WHAT YOU HAVE TO DO → Rewrite the material between the lines holding "Using the labeling tool, outline every bird's beak" and "[143, 95, 161, 101]", inclusive, putting "annotation tool" in place of "labeling tool" and changing nothing else.

INFORMATION SUPPLIED →
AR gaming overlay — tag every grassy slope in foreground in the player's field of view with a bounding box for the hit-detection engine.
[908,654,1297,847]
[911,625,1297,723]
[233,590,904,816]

--

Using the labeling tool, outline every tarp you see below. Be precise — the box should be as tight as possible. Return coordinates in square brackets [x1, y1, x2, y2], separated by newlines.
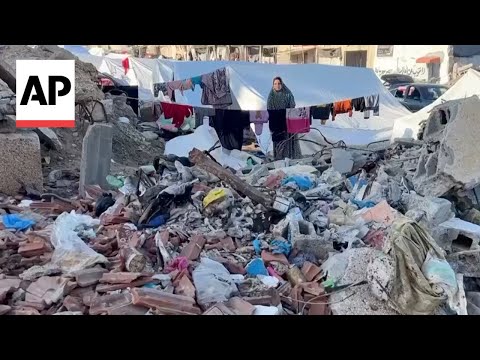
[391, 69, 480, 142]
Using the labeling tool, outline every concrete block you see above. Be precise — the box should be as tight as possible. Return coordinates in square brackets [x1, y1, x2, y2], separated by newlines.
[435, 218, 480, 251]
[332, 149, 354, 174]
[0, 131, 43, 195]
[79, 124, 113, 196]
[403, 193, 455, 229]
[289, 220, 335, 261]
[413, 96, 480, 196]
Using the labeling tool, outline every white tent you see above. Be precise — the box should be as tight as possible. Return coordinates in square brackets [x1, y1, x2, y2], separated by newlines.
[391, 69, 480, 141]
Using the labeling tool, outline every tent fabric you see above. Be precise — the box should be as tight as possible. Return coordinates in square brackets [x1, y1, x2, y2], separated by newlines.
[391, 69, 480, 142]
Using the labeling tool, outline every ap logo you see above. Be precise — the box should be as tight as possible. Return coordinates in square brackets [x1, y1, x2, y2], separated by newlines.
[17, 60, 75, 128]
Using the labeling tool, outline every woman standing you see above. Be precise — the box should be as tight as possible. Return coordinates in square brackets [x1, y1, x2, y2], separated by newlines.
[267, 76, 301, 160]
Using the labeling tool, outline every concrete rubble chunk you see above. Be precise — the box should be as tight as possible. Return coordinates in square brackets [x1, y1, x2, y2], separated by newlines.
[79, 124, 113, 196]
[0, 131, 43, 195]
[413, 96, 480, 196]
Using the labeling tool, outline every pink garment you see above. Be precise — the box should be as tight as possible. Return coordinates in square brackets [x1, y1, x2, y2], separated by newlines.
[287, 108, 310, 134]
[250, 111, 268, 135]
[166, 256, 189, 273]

==

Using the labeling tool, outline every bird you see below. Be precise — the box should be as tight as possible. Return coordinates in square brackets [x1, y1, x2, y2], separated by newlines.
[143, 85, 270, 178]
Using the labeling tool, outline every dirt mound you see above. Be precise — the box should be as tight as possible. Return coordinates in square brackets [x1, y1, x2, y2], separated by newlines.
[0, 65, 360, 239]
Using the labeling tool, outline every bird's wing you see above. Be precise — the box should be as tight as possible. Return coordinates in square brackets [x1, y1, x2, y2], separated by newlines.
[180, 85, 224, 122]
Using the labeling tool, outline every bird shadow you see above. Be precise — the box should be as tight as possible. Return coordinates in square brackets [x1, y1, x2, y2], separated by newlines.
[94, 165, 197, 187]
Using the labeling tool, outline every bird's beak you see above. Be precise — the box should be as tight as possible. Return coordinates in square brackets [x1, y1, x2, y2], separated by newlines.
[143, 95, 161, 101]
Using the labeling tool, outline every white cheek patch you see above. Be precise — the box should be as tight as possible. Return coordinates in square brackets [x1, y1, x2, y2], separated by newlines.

CORRECT ANSWER →
Using the annotation tool, outline every bird's beak you see above. Be precise — the box should be as tight as possible. Return coordinates in square brackets [x1, y1, x2, y2], separated by newlines.
[143, 95, 161, 101]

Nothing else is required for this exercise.